§ Zitierter Auszug
Herr Guggisberg, was fasziniert Sie an Geschichte? Und warum haben Sie sich ausgerechnet für das Archivwesen entschieden?

Die Auseinandersetzung mit der Vergangenheit übte schon in der Primarschule auf mich Faszination aus, insbesondere hat mich das bauliche Erbe der ägyptischen Hochkultur begeistert. Dies führte nicht zuletzt dazu, dass ich an der Universität Basel neben Geschichte im Hauptfach auch klassische Archäologie und Ägyptologie studierte. Geschichte als wissenschaftliche Disziplin gibt den Historikern eine kritische Sichtweise auf schriftliche und mündliche Zeugnisse mit, schärft analytische Fähigkeiten und befähigt sie nicht zuletzt auch die Ergebnisse für Interessierte zu interpretieren und darzustellen.

Mich persönlich begeistert Geschichte gerade dann, wenn sie es vermag, die grossen Entwicklungsstränge im Kleinen nachzuzeichnen. Eine meiner ersten akademischen Qualifikationsarbeiten führte mich zum Aargauer Fabrikherrn Johann Caspar Brunner (1813-1886), der zu den sogenannt protestantischen Unternehmern zählte und mit seiner dezidierten Haltung gegen Kinderarbeit das eidgenössische Fabrikgesetz von 1877 mitgestaltete: Anhand seiner Vita wurde Industrie-, Sozial- und Rechtsgeschichte zum Leben erweckt. In der Forschung war Brunner bis dahin ein unbeschriebenes Blatt, so dass mich die Quellenrecherche in mehrere Archive führte.

In Archiven werden die authentischen Zeitzeugnisse unserer Vorfahren aufbewahrt. Mittels dieser Quellen kommen wir dem Pulsschlag, dem Wesen und dem Gedankengut vorangehender Generationen näher. Dass diese Spuren heute noch in diesen Institutionen gelesen werden können, ist das kollektive Verdienst unserer Gesellschaft, die sich für die Erhaltung und Sicherung ihres kulturellen Erbes einsetzt.

§ Aufgaben
1: Ersetze in den Zeilen ab der Zeile mit „# Mark the region of the wooden“ bis zum Ende „wooden railing post“ durch „wooden fence post“ und gib nur diesen Abschnitt wieder. Alles andere bleibt unverändert.
2: Schreib den Interviewauszug über Geschichte und Archive nach seinem letzten Satz weiter.
Der Interviewauszug und die Zeilen stammen aus unterschiedlichen Quellen.

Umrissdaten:
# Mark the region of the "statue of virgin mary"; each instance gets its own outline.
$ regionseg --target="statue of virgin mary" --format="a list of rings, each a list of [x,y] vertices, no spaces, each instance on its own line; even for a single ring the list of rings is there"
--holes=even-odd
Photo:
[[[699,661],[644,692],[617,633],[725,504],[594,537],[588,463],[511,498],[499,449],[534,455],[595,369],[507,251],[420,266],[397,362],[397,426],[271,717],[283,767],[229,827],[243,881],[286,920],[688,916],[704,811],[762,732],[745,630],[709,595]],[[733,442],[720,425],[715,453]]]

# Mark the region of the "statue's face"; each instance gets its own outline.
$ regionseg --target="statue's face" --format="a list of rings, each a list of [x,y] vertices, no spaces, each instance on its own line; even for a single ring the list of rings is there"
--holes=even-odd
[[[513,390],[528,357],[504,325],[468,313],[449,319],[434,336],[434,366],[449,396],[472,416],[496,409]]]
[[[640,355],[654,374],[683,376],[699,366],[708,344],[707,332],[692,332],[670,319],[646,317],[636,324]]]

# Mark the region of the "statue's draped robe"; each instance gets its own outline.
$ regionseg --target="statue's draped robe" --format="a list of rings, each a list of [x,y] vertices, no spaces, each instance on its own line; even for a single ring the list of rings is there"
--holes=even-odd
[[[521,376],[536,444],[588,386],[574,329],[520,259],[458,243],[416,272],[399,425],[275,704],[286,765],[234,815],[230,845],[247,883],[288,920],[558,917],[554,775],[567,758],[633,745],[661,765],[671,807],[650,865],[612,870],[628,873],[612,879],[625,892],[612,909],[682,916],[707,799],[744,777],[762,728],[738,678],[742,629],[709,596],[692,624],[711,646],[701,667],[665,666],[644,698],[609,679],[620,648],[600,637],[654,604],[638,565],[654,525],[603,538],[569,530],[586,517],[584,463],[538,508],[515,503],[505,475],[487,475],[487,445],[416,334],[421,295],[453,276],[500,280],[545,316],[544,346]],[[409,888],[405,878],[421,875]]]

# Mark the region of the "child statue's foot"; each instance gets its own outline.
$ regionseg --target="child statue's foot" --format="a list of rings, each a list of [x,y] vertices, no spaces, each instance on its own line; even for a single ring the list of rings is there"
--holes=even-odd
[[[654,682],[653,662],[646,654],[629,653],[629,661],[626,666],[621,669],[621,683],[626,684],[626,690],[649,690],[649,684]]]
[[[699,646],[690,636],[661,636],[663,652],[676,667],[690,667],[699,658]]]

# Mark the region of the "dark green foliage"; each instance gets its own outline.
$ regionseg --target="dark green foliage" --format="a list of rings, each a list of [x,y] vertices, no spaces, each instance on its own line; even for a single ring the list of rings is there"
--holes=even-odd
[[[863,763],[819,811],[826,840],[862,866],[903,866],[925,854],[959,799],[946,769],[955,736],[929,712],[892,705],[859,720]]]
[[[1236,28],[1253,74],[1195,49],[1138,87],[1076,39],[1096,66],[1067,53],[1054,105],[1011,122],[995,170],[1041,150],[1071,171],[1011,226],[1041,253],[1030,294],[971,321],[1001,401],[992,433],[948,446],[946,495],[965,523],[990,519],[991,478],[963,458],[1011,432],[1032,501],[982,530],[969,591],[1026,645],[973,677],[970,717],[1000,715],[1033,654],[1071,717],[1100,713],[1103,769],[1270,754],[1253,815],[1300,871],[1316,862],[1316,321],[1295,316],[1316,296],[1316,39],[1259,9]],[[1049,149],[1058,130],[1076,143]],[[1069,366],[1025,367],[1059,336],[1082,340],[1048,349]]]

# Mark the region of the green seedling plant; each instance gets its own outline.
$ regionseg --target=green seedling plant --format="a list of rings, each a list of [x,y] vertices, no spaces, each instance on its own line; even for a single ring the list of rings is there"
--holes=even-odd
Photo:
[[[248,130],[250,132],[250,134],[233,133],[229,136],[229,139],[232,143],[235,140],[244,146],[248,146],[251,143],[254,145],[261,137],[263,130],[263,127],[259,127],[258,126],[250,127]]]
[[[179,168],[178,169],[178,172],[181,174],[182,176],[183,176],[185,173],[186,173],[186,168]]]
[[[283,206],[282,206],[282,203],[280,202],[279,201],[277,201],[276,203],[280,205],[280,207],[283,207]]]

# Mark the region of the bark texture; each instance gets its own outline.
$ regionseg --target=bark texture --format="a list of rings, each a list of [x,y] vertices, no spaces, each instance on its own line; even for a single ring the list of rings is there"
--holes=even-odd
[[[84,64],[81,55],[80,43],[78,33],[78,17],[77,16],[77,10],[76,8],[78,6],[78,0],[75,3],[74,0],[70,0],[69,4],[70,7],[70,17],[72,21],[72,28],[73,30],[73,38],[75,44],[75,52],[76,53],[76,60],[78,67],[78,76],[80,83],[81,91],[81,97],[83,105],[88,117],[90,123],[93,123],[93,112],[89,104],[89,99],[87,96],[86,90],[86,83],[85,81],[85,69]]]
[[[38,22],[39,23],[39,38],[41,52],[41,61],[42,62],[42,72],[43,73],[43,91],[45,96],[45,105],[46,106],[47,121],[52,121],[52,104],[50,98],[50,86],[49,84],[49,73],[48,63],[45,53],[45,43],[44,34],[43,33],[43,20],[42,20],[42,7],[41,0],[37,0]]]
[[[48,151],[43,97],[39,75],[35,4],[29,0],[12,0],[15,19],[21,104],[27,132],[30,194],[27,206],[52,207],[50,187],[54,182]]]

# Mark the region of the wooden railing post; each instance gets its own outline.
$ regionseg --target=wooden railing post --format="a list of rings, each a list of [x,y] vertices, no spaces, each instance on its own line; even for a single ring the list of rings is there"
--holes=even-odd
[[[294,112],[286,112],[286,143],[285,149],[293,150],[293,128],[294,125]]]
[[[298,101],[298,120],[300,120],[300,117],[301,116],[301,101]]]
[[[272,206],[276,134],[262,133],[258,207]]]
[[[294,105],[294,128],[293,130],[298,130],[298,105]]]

§ Lösungen
1:
# Mark the region of the wooden fence post; each instance gets its own outline.
$ regionseg --target=wooden fence post --format="a list of rings, each a list of [x,y] vertices, no spaces, each instance on its own line; even for a single ring the list of rings is there"
--holes=even-odd
[[[294,112],[286,112],[286,143],[285,149],[293,150],[293,128],[294,125]]]
[[[298,101],[298,120],[300,120],[300,117],[301,116],[301,101]]]
[[[272,206],[276,134],[262,133],[258,207]]]
[[[294,105],[294,128],[293,130],[298,130],[298,105]]]

2:
Die Frage, was denn bei einer gesteuerten archivischen Überlieferung aufbewahrt werden soll und was nicht, ist eines der Kernelemente unserer Fachdisziplin und letztlich auch unsere Verantwortung. In meinem beruflichen Werdegang durfte ich alle Kernprozesse des Archivwesens kennenlernen, von der Aktenreinigung über die Erschliessung, Benutzung und Vermittlung bis hin zur Beantwortung von Akteneinsichtsgesuchen. Kurzum: ein für mich absolut spannendes und sinnhaftes Tätigkeitsgebiet!

Archive gelten als still, sachlich, nüchtern. Sie hingegen sprechen von «Werkstätten der Erinnerung». Was meinen Sie damit?

Aus meiner Sicht orte ich hier keinen Wiederspruch, sondern – im besten Fall – eine wertschöpfende Konsequenz! Unsere öffentlichen Archive sind Orte, wo die heutige Gesellschaft u.a. mit Verwaltungsentscheiden in Kontakt treten kann. Anhand von authentischen, zuverlässigen, integren und benutzbaren Informationen tragen diese Stellen zur historischen Bewusstseinsbildung, zur Rechtssicherheit und zur Nachvollziehbarkeit staatlichen Handelns bei. Archivarinnen und Archivare bewirken mit ihrer Arbeit nicht nur die Sicherung dieser Unterlagen, sondern auch deren Sichtbarmachung – sei es in Archivkatalogen, analogen oder digitalen Lesesälen oder auch mittels Veranstaltungen. Zu «Werkstätten der Erinnerung» werden Archive aber genau dann, wenn das kollektive Erbe der Bevölkerung zugänglich gemacht wird und wenn Forscher ihre aus Quellenarbeit basierenden Ergebnisse publizieren: Die «stillen» Quellen sprechen nicht aus sich heraus, hier kommen die Nutzer unserer Institutionen zum Zuge!

Sie waren an der Aufarbeitung der administrativen Versorgungen beteiligt. Welche Rolle spielen Archive, wenn es darum geht, Unrecht sichtbar zu machen?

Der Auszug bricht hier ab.